### Reading text
+ + + + +
ALEVISM IN TURKEY: PROBLEM AND SOLUTIONS; Seven demands, seven proposals
ALEVISM IN TURKEY: PROBLEM AND SOLUTIONS; Seven demands, seven proposals
Alevism is one of the most ancient belief systems of Anatolia and Mesopotamia, being practiced today by populations in Iran, Iraq, Syria, Turkey, Greece, Bulgaria, Albania, Bosnia and Macedonia. After years of migration, Alevi societies now exist in many countries of the world, with the highest numbers being in Europe. The overall Alevi population is thought to be around 50 million.
It can aptly be said that the belief system has gone through modifications according to the dominant religion in its respective region, as Alevis have been oppressed by the followers of these hegemonic religions.
For instance, the assimilation that Alevis living at the north of Iran were subjected to was under the influence of Shiism which in return resulted in the modification of Alevism into a belief system closer to Shiism, while Alevis residing in Albania, being members of its Bektashi branch had a different course.
Basic structure of the Alevi belief system
It is a matter of debate in the scholarly world what Alevism is, where it comes from and how it was created. Some date it back to Ali, a caliph in Islam, while some others believe that it is an Anatolian interpretation of Shamanism, a Central Asian Turkish belief. There are also those who believe it to be the Anatolian branch of Zoroastrianism and others who deem it to be an ancient belief system in the Anatolian geography dating back to the era of the Hittites.
As debates around these issues continue, Alevism’s relationship with Islam and the Koran is also a subject of discussion. Alevis defend their freedom to believe and practice and believe that this autonomy is a requirement of Islam, while they also believe that the Islam as it is lived today is a modified version Islam practiced in the Ummayad Caliphate.
For a thousand years, Alevis have been subjected to denial, destruction and assimilation policies in Anatolia and Mesopotamia. Alevis are also known to have been regularly subjected to massacres and a systematic assimilation policy beginning in the Seljuk Empire.
Consequently, it would not be accurate to see the policies of denial, destruction and assimilation targeting Alevis in AKP Turkey as a short-term politics applied by the Turkish Republic under the rule of the AKP government and the presidency of Erdogan. Such policies targeting Alevis as well as all groups that are not Turkish and Sunni show continuity over time.
In order to grasp this situation with respect to Alevis, we need to take a look at the position of Alevis within the dominant Turkish ethnicity and Sunni Islam religion.
Alevi citizens of Turkey have either Turkish or Kurdish ethnicity, with the exception of a small Arab Alevi community. In Turkey, Turkish identity is associated with Sunni Islam. A non-Muslim Turkish citizen is not considered to be an acceptable Turk in Turkey. That’s why Christians living around Kırıkkale were exchanged with Muslim Turks in interstate population exchanges during the foundation of the republic. Similarly, Alevis with Turkish ethnic identity have not been considered to be Turkish.
Therefore, a factor in the denial of Alevis is the issue with the dominant conception of Islam. We first need to see what type of belief system Alevis have and its difference to Sunni Islam conception in order to get a better understanding of this dynamic.
According to Alevis, the Islamic religion and its holy scripture Koran went through modification after the demise of the Prophet Mohammed.
+ + + + +
[Stored entries from a collection]
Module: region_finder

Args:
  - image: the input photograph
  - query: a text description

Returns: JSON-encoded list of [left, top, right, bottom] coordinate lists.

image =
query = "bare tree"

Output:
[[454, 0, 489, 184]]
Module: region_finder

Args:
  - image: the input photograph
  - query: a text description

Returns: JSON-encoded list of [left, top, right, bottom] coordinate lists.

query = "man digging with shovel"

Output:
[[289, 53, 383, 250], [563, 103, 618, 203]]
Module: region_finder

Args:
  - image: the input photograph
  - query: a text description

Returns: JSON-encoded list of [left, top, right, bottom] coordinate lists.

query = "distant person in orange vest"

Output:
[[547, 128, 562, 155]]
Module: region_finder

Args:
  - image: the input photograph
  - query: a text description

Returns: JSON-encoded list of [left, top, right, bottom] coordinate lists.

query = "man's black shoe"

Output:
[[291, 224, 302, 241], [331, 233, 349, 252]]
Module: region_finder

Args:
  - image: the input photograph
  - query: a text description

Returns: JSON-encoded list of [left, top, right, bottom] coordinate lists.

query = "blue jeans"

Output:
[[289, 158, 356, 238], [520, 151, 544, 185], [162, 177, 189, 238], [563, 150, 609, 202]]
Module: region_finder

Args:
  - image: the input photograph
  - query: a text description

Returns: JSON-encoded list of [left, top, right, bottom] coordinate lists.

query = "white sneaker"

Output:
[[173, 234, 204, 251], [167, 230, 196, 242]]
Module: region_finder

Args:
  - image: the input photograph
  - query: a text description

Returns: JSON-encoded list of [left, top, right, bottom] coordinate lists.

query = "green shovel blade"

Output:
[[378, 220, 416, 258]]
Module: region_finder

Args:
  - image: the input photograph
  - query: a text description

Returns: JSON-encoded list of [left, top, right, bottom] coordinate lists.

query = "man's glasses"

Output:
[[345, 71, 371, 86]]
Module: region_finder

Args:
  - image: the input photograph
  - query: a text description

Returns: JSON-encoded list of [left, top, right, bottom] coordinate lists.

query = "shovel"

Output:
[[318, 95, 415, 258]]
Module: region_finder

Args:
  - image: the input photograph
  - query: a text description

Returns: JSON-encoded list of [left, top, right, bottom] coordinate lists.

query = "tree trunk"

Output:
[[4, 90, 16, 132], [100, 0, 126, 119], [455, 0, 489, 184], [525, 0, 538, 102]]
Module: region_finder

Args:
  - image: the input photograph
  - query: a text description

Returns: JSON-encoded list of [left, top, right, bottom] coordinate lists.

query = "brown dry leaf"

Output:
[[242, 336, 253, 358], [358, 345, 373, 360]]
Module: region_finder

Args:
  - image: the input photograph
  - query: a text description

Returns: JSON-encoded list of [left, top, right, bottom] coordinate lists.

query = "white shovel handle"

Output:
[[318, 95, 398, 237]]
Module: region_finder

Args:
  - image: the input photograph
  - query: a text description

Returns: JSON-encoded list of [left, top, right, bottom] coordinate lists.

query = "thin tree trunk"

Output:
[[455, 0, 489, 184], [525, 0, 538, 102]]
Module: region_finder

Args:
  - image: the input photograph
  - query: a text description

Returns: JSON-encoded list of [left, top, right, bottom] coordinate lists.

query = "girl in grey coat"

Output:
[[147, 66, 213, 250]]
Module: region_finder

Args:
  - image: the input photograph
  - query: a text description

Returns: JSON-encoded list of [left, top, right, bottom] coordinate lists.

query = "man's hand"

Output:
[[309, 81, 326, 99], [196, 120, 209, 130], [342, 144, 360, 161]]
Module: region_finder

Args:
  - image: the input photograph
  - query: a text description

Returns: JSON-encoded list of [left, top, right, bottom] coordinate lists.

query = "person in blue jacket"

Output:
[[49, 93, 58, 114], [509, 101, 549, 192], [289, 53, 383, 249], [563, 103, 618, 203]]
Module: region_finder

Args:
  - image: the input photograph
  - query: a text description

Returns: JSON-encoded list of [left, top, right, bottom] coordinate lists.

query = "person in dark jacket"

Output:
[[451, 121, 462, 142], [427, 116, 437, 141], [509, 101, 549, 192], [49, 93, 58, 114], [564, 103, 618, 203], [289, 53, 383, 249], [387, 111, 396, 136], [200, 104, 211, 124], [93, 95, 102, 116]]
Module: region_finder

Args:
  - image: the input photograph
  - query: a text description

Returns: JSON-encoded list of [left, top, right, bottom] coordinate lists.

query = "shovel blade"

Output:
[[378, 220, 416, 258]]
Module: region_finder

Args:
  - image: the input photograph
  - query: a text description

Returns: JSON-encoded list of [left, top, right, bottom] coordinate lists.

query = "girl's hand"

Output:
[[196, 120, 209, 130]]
+ + + + +
### Stated goal
Reproduce the passage of the article on Alevism in Turkey word for word, beginning with "Alevi citizens of" and continuing through "to be Turkish.". The entries were taken from a separate source.

### Solution to this problem
Alevi citizens of Turkey have either Turkish or Kurdish ethnicity, with the exception of a small Arab Alevi community. In Turkey, Turkish identity is associated with Sunni Islam. A non-Muslim Turkish citizen is not considered to be an acceptable Turk in Turkey. That’s why Christians living around Kırıkkale were exchanged with Muslim Turks in interstate population exchanges during the foundation of the republic. Similarly, Alevis with Turkish ethnic identity have not been considered to be Turkish.